### TEXT EXCERPT
┌──
Furthermore, there is some literary and archaeological evidence that tekhelet may have been more purple than blue. Writing in the 11th century, the great Biblical exegete Rashi defined tekhelet as a deep blue or dark violet, “the color of the sky as it darkens towards evening” (commentary on Numbers 15:38). And at the Herodian fortress of Masada, a small swatch of first-century, violet-colored wool was discovered during Yigael Yadin’s 1960s excavations. A recent analysis of the violet-colored wool by Zvi Koren, an archaeochemist at Shenkar College, found that its violet hue was produced with murex dye.
But Rabbi Herzog, like the overwhelming majority of Jewish scholars since antiquity, had firmly believed that tekhelet was sky-blue, with no purple tinges. 073 Maimonides (1135–1204) had declared unequivocally that tekhelet was “the color of the sky opposite the sun when there is a clear sky” (Mishneh Torah, Laws of Tzitzit 2:1). Nearly a thousand years earlier, the second-century scholar Rabbi Meir declared, “Tekhelet resembles the sea, and the sea resembles the heavens, and the heavens resemble God’s holy throne” (Midrash Sifre, Shelach).
└──
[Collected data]
┌──
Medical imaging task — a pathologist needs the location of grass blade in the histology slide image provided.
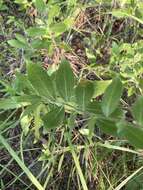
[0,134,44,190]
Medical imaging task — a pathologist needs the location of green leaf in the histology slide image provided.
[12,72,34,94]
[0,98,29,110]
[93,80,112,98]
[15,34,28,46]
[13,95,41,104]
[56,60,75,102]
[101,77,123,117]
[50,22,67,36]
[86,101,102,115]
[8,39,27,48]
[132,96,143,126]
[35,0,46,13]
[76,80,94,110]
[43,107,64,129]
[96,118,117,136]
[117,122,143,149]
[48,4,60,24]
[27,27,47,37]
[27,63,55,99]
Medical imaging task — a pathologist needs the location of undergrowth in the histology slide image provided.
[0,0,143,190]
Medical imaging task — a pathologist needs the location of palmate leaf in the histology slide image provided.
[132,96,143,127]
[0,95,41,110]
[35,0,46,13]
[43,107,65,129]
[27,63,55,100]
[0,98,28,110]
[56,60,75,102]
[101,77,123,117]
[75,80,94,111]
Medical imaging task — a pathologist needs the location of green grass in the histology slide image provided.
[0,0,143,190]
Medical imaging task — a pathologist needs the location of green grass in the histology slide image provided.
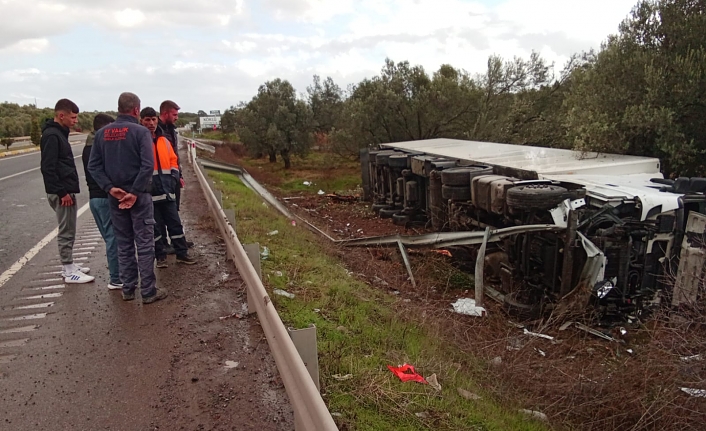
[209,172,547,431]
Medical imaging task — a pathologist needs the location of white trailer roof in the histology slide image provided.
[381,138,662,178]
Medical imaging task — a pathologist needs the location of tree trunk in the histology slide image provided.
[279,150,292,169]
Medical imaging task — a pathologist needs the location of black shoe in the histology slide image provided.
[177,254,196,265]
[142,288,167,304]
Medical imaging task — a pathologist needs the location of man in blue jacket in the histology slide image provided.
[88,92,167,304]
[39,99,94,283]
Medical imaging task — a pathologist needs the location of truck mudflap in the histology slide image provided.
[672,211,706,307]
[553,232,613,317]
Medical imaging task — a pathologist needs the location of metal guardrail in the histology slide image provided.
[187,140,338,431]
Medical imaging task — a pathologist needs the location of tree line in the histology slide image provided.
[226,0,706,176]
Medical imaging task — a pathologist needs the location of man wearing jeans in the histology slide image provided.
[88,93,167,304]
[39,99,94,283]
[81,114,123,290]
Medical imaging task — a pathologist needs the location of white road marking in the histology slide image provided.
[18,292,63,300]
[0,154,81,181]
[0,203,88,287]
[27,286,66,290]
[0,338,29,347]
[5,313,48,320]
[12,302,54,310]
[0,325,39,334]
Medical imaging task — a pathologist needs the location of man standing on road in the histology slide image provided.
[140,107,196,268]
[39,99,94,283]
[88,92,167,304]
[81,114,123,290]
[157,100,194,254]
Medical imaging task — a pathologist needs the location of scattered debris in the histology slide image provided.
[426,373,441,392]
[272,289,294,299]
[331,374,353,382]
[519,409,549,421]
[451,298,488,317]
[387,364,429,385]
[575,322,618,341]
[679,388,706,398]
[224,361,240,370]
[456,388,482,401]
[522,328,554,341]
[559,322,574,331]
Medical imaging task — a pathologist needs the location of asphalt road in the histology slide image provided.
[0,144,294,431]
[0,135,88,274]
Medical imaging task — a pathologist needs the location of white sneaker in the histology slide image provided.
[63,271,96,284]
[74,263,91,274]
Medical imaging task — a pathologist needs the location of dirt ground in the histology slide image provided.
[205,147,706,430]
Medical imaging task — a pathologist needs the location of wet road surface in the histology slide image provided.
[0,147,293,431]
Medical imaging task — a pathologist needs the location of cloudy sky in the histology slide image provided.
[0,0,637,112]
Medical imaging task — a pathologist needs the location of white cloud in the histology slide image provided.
└──
### ACTIONS TO TAKE
1/ Answer these questions about the passage on tekhelet:
(a) How did Rashi define tekhelet?
(b) Where was the small swatch of violet-colored wool discovered?
(c) According to Rabbi Meir, what does tekhelet resemble?
2/ Can you reproduce the part of the passage on tekhelet starting with "But Rabbi Herzog, like" and going on through "(Midrash Sifre, Shelach)."?

### EXERCISE RESPONSES
1/
(a) As a deep blue or dark violet, "the color of the sky as it darkens towards evening."
(b) At the Herodian fortress of Masada, during Yigael Yadin's 1960s excavations.
(c) The sea.

2/
But Rabbi Herzog, like the overwhelming majority of Jewish scholars since antiquity, had firmly believed that tekhelet was sky-blue, with no purple tinges. 073 Maimonides (1135–1204) had declared unequivocally that tekhelet was “the color of the sky opposite the sun when there is a clear sky” (Mishneh Torah, Laws of Tzitzit 2:1). Nearly a thousand years earlier, the second-century scholar Rabbi Meir declared, “Tekhelet resembles the sea, and the sea resembles the heavens, and the heavens resemble God’s holy throne” (Midrash Sifre, Shelach).